── Passage choisi

Par manque de moyens, l’institution judiciaire se retrouve incapable de s’attaquer à ces formes de criminalité transnationale et préfère, pour masquer ses propres lacunes, accréditer la thèse du « pervers isolé ». Une thèse que relaient aveuglément la plupart des médias, occupés à remplir leurs journaux télévisés avec des reportages sur l’andouille de Vire et les soldes de printemps. En France, l’info n’est rien d’autre qu’une drogue douce, un empilement de sujets trop souvent vides, formatés pour nous rappeler que nous vivons dans le meilleur des mondes. Sous couvert d’anonymat, des journalistes racontent que de grands magazines d’informations — dont certains sur des chaînes publiques — ont longtemps manifesté un désintérêt total pour les affaires ayant trait aux réseaux pédophiles. « Il y a une véritable peur du scandale, comme à l’époque de Tchernobyl ou du sang contaminé, explique Bernard Nicolas, journaliste à TF1. Pour ne pas paniquer les gens, on met un couvercle sur ces affaires et, un jour, ça va nous exploser à la gueule. »

────

**Consigne donnée 1:** Dénombre les lignes des enregistrements qui contiennent la chaîne « flower ». Donne uniquement ce nombre.

── Enregistrements sources

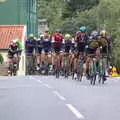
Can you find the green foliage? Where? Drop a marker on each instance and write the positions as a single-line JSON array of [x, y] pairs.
[[69, 15], [1, 58]]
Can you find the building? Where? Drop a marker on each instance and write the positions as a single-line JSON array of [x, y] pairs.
[[18, 18], [42, 25], [15, 12], [8, 33]]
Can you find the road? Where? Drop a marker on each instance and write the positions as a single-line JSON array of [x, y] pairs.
[[47, 98]]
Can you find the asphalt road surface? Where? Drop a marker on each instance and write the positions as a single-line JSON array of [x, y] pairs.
[[47, 98]]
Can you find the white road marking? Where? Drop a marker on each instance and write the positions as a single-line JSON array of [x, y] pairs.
[[39, 81], [75, 111], [59, 96], [46, 85]]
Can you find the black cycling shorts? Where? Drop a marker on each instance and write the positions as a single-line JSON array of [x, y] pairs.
[[57, 49], [67, 49], [39, 50], [91, 50], [81, 47], [104, 50]]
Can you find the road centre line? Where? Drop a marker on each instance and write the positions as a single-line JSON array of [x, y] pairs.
[[48, 86], [75, 111], [59, 96]]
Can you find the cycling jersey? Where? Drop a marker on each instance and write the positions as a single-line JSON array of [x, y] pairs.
[[30, 45], [57, 41], [39, 45], [47, 44], [12, 50], [67, 45], [81, 40]]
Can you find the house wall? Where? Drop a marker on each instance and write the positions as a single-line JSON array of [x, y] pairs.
[[4, 66], [19, 12]]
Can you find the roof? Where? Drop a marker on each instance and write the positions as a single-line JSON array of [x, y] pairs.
[[8, 33]]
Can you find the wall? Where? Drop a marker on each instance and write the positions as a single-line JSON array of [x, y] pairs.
[[19, 12], [4, 66]]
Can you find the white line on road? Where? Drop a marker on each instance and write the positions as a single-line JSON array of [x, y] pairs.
[[75, 111], [39, 81], [59, 96], [48, 86]]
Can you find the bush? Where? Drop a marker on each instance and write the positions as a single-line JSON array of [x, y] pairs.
[[1, 59]]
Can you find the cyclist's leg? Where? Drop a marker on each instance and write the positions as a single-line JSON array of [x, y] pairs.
[[10, 60]]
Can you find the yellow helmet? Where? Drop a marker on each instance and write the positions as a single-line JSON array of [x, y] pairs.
[[67, 36], [103, 33]]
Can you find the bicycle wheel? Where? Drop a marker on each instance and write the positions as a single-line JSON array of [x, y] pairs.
[[80, 71], [66, 66], [102, 71], [93, 76]]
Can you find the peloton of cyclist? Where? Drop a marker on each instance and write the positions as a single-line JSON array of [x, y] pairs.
[[39, 47], [81, 40], [12, 54], [57, 44]]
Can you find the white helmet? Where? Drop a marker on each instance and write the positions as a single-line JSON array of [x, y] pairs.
[[13, 41]]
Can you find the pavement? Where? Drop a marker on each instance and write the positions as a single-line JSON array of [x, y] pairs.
[[47, 98]]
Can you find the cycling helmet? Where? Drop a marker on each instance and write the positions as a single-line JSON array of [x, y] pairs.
[[83, 29], [67, 36], [14, 41], [94, 34], [42, 36], [31, 35], [58, 31], [103, 33]]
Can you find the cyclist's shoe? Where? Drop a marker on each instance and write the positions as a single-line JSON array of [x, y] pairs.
[[37, 68]]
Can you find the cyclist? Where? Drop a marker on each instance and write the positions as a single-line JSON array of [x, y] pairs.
[[81, 40], [67, 43], [30, 45], [92, 48], [39, 47], [57, 44], [46, 47], [12, 54], [106, 42], [57, 40]]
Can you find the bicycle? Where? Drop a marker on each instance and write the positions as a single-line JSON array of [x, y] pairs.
[[66, 65], [102, 68], [80, 68], [57, 65], [30, 64], [93, 69]]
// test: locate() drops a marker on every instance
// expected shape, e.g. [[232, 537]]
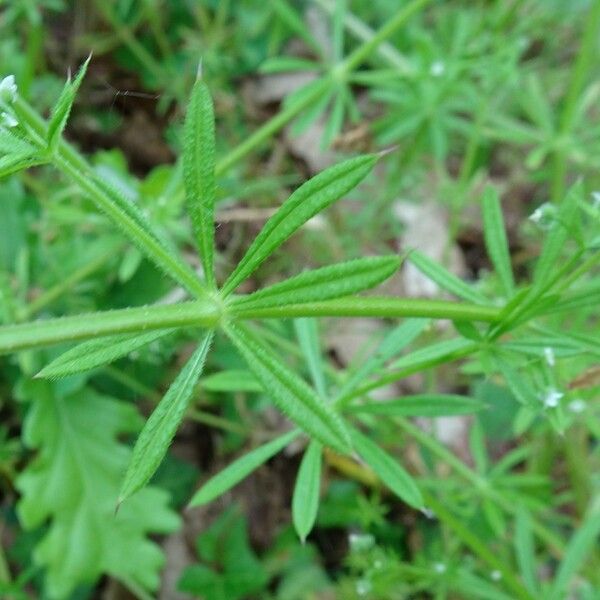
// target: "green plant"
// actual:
[[524, 337]]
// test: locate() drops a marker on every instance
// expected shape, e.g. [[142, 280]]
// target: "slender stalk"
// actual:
[[585, 60], [35, 334], [352, 61], [65, 285], [373, 306], [74, 166], [470, 539]]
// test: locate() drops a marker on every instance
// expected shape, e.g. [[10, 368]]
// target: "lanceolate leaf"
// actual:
[[578, 551], [156, 436], [307, 332], [422, 405], [305, 502], [68, 494], [446, 280], [495, 240], [388, 470], [326, 283], [289, 392], [96, 353], [62, 108], [127, 320], [199, 173], [240, 469], [309, 199]]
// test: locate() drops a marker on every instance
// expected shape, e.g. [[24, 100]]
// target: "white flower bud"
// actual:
[[8, 89]]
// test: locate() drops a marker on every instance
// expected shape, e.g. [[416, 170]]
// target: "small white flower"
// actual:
[[7, 120], [552, 397], [549, 356], [437, 69], [429, 514], [363, 587], [361, 542], [577, 406], [8, 89], [544, 216]]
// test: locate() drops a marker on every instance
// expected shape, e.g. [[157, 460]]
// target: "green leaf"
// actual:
[[240, 469], [496, 241], [582, 544], [68, 494], [307, 333], [305, 501], [422, 405], [308, 200], [67, 329], [289, 392], [329, 282], [98, 352], [435, 354], [558, 236], [388, 470], [62, 108], [159, 430], [392, 344], [199, 173], [525, 551], [232, 380], [229, 570], [446, 280]]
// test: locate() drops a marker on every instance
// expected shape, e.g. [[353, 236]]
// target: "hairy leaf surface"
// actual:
[[388, 470], [305, 501], [289, 392], [70, 489], [98, 352], [62, 108], [325, 283], [199, 173], [309, 199], [159, 430], [241, 468]]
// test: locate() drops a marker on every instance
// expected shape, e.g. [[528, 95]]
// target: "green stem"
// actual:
[[352, 61], [471, 540], [478, 482], [72, 164], [373, 306], [64, 286], [362, 52], [35, 334], [585, 60]]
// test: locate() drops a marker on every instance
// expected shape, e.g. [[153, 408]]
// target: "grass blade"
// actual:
[[422, 405], [62, 108], [289, 392], [581, 545], [334, 281], [525, 551], [199, 173], [309, 199], [446, 280], [241, 468], [496, 241], [307, 333], [25, 336], [305, 501], [155, 438], [388, 470], [96, 353]]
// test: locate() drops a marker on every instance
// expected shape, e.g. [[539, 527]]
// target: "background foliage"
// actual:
[[465, 138]]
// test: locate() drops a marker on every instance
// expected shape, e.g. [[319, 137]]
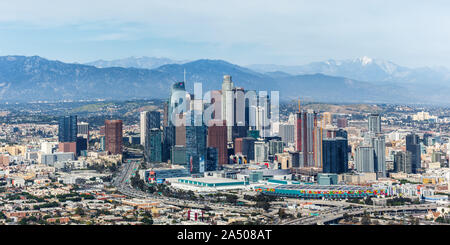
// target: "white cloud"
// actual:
[[295, 29]]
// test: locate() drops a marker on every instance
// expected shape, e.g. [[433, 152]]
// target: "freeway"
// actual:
[[338, 212], [123, 184]]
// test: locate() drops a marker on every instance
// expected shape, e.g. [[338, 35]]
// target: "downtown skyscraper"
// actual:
[[308, 139], [67, 129], [113, 136]]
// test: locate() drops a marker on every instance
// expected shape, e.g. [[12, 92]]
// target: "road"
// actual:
[[123, 184], [338, 212]]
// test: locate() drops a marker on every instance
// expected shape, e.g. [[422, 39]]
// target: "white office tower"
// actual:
[[379, 146], [287, 133], [261, 151], [448, 181], [291, 119], [365, 159], [47, 147], [275, 128], [375, 123], [143, 126], [83, 128], [228, 105]]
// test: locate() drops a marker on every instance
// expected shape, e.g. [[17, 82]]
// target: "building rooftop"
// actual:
[[212, 180]]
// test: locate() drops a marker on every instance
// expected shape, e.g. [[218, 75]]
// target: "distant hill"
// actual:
[[38, 79], [364, 69], [135, 62]]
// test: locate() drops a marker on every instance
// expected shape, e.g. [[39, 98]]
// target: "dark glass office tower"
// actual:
[[67, 129], [154, 153], [375, 123], [413, 146], [196, 137], [113, 136], [335, 155]]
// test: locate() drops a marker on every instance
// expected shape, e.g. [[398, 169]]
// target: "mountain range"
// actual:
[[365, 69], [135, 62], [25, 79]]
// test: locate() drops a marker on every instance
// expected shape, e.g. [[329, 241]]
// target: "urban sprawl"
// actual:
[[231, 157]]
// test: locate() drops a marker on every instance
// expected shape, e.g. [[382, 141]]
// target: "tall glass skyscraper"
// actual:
[[67, 129], [196, 137], [154, 145], [413, 146], [335, 155], [375, 123]]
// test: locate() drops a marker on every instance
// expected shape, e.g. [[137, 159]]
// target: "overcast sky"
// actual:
[[409, 33]]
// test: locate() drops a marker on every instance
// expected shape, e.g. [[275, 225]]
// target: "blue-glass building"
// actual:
[[67, 129], [154, 145], [335, 155]]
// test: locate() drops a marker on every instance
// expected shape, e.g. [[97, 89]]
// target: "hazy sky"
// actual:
[[410, 33]]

────

**Consigne donnée 2:** Retape mot pour mot l'intégralité du texte sur la justice face aux réseaux pédophiles.

**Solution rédigée 1:** 2

**Solution rédigée 2:**
Par manque de moyens, l’institution judiciaire se retrouve incapable de s’attaquer à ces formes de criminalité transnationale et préfère, pour masquer ses propres lacunes, accréditer la thèse du « pervers isolé ». Une thèse que relaient aveuglément la plupart des médias, occupés à remplir leurs journaux télévisés avec des reportages sur l’andouille de Vire et les soldes de printemps. En France, l’info n’est rien d’autre qu’une drogue douce, un empilement de sujets trop souvent vides, formatés pour nous rappeler que nous vivons dans le meilleur des mondes. Sous couvert d’anonymat, des journalistes racontent que de grands magazines d’informations — dont certains sur des chaînes publiques — ont longtemps manifesté un désintérêt total pour les affaires ayant trait aux réseaux pédophiles. « Il y a une véritable peur du scandale, comme à l’époque de Tchernobyl ou du sang contaminé, explique Bernard Nicolas, journaliste à TF1. Pour ne pas paniquer les gens, on met un couvercle sur ces affaires et, un jour, ça va nous exploser à la gueule. »